- **Passage provided**

Python API Reference¶
PyForge CLI v1.0.9 provides a comprehensive Python API for programmatic access to all conversion functionality, including specialized support for Databricks environments.
Core Classes¶
BaseConverter¶
The foundation class for all format converters.
from pyforge_cli.converters.base import BaseConverter
from pathlib import Path
from typing import Any, Dict, Optional
class BaseConverter(ABC):
    """Abstract base class for all format converters."""
    def __init__(self):
        self.supported_inputs: set = set()
        self.supported_outputs: set = set()
    def convert(self, input_path: Path, output_path: Path, **options: Any) -> bool:
        """Convert input file to output format."""
        pass
    def validate_input(self, input_path: Path) -> bool:
        """Validate if input file can be processed."""
        pass
    def get_output_extension(self, output_format: str) -> str:
        """Get appropriate file extension for output format."""
        pass
    def get_metadata(self, input_path: Path) -> Optional[Dict[str, Any]]:
        """Extract metadata from input file."""

- **Brief**
Continue the PyForge CLI Python API reference, starting right after its last line.

- **Data segment**
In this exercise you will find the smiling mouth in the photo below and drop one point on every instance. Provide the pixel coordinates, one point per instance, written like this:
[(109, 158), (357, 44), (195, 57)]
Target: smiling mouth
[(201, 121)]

- **Reply to the exercise**
        pass
ConverterRegistry¶
Manages and provides access to all registered converters.
from pyforge_cli.plugins.registry import ConverterRegistry
from pathlib import Path
from typing import Optional
class ConverterRegistry:
    """Registry for managing format converters."""
    def register(self, name: str, converter_class: Type[BaseConverter]) -> None:
        """Register a converter class."""
        pass
    def get_converter(self, input_path: Path) -> Optional[BaseConverter]:
        """Get appropriate converter for input file."""
        pass
    def list_converters(self) -> Dict[str, Type[BaseConverter]]:
        """List all registered converters."""
        pass
Database Backend API¶
DatabaseBackend¶
Abstract base class for database connection backends.
from pyforge_cli.backends.base import DatabaseBackend
from typing import List
import pandas as pd
class DatabaseBackend(ABC):
    """Abstract base class for database connection backends."""
    def is_available(self) -> bool:
        """Check if backend dependencies are available."""
        pass
    def connect(self, db_path: str, password: str = None) -> bool:
        """Connect to database."""
        pass
    def list_tables(self) -> List[str]:
        """List all readable tables in the database."""
        pass
    def read_table(self, table_name: str) -> pd.DataFrame:
        """Read table data as DataFrame."""
        pass
    def close(self):
        """Close database connection and cleanup resources."""
        pass
UCanAccessSubprocessBackend¶
New in v1.0.9: Subprocess-based backend for Databricks Serverless compatibility.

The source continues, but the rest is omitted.